(Object position labeling entries)
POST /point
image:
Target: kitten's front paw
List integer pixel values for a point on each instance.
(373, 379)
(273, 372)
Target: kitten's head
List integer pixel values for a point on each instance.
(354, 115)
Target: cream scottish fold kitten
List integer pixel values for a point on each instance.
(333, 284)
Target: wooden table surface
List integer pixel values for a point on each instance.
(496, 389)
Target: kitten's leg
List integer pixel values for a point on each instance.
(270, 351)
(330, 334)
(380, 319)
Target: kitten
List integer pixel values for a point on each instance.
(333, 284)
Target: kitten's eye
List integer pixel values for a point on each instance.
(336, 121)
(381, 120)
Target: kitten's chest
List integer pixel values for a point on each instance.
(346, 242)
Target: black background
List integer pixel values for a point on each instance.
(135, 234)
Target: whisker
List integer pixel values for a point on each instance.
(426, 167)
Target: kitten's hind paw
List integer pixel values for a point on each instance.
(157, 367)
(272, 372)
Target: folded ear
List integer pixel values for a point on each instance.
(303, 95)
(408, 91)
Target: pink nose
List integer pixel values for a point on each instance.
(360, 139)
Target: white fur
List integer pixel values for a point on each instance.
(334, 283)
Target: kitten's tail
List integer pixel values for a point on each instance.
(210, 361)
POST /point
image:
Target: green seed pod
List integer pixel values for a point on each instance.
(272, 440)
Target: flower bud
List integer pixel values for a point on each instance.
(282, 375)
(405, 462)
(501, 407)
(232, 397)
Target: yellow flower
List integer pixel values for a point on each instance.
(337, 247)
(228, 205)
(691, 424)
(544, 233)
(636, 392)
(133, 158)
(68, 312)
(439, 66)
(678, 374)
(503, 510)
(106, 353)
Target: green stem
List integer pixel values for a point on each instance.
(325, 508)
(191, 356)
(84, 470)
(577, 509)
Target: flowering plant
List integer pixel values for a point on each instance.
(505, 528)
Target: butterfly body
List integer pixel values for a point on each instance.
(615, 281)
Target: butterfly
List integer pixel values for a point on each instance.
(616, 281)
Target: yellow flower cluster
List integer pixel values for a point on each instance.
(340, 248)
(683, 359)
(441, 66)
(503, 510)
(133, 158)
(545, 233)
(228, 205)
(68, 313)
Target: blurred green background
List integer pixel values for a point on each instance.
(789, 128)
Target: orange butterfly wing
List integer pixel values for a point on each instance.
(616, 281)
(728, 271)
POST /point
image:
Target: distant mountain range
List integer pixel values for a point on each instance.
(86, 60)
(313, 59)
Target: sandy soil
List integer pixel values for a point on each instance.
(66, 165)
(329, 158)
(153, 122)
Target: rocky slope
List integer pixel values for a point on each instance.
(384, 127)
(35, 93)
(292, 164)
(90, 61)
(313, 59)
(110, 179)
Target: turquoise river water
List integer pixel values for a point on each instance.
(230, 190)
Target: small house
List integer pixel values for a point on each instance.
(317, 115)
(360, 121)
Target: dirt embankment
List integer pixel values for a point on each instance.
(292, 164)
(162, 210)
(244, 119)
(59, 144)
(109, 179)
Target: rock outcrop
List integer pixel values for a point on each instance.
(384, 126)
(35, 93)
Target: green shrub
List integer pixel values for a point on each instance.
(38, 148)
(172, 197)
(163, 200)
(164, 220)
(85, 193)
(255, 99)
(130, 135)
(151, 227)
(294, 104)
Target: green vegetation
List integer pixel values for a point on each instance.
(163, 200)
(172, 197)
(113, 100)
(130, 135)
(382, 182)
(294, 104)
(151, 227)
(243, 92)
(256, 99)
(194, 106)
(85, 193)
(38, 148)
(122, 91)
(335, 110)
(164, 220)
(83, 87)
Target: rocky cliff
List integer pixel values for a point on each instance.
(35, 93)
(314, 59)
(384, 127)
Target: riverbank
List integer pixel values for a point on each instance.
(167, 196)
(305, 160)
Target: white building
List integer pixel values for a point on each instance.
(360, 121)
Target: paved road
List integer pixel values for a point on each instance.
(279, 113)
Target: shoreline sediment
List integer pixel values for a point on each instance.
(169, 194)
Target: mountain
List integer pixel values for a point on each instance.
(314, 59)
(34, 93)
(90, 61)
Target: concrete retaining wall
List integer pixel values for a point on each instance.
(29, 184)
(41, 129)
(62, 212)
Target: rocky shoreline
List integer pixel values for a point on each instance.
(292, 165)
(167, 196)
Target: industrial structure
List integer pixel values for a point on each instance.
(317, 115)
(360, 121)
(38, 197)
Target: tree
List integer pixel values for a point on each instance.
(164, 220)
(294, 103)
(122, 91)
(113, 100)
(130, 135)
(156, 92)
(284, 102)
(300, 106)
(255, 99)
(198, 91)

* * *

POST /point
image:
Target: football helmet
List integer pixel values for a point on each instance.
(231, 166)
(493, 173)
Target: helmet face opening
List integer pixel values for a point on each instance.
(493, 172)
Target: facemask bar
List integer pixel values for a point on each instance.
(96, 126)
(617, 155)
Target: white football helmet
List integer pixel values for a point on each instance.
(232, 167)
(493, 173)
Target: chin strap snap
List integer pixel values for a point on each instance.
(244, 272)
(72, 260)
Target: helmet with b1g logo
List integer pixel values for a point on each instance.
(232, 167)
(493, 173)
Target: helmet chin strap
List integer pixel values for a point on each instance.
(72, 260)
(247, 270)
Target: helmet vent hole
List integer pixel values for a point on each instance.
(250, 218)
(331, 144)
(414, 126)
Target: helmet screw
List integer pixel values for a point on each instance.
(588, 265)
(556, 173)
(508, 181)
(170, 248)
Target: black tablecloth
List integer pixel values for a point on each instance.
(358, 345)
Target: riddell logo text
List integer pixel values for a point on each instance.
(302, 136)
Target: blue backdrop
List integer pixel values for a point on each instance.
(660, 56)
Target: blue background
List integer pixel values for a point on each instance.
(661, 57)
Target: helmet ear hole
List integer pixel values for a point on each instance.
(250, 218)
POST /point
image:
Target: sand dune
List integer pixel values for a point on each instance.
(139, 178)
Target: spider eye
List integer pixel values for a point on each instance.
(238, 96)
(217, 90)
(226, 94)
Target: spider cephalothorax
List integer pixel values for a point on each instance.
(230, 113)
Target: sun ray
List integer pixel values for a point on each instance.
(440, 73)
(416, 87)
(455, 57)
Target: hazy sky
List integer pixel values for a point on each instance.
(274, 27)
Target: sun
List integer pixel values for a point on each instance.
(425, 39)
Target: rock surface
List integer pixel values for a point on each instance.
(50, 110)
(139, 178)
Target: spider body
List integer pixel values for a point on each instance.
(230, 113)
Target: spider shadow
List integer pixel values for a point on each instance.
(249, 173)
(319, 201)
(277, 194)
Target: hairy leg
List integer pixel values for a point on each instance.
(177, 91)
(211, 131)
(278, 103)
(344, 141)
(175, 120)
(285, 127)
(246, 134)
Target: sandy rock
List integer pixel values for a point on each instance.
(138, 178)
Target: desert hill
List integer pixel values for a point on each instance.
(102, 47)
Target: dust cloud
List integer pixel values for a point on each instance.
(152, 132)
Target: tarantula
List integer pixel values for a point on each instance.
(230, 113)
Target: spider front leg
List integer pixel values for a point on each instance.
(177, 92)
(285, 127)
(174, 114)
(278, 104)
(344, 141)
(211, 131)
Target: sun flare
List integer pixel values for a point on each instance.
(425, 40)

WORK TO COMPLETE: Count the lines in the records that contain the string "shoreline". Give only the number.

COMPLETE ANSWER: 2